* _Dataset records_:
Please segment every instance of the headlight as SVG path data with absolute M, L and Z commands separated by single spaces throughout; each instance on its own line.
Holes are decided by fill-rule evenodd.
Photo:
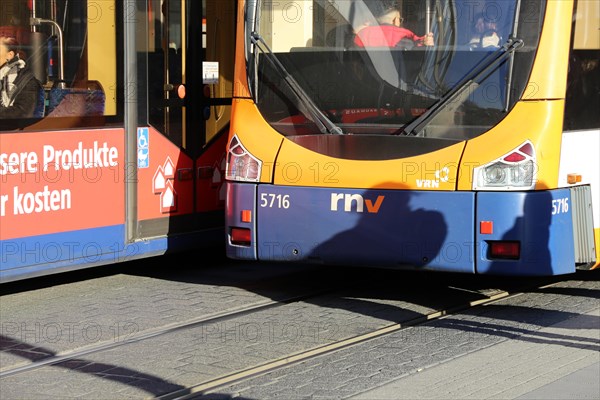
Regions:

--

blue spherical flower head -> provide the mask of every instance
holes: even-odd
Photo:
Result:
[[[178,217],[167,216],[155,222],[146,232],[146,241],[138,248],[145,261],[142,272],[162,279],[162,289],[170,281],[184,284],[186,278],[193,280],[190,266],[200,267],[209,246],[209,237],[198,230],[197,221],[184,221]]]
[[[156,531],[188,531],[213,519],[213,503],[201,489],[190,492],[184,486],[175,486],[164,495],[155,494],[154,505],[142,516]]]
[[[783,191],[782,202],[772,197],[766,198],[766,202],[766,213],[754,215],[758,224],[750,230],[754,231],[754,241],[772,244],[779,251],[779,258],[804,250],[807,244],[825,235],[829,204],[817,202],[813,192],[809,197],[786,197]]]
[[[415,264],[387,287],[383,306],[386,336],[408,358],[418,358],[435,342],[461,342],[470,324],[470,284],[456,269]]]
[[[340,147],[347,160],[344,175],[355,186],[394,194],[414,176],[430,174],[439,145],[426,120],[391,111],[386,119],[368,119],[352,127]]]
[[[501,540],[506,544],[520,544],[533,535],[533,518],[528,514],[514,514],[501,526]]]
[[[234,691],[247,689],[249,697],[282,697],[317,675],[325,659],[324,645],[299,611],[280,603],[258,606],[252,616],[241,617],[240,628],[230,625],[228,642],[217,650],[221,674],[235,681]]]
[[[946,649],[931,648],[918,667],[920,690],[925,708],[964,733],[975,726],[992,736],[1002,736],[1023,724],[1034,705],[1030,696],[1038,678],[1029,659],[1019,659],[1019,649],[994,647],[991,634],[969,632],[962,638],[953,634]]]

* _Requirement_: In how many lines of the listing does the word "every" appear? Give the number by itself.

* _Answer for the task_: 2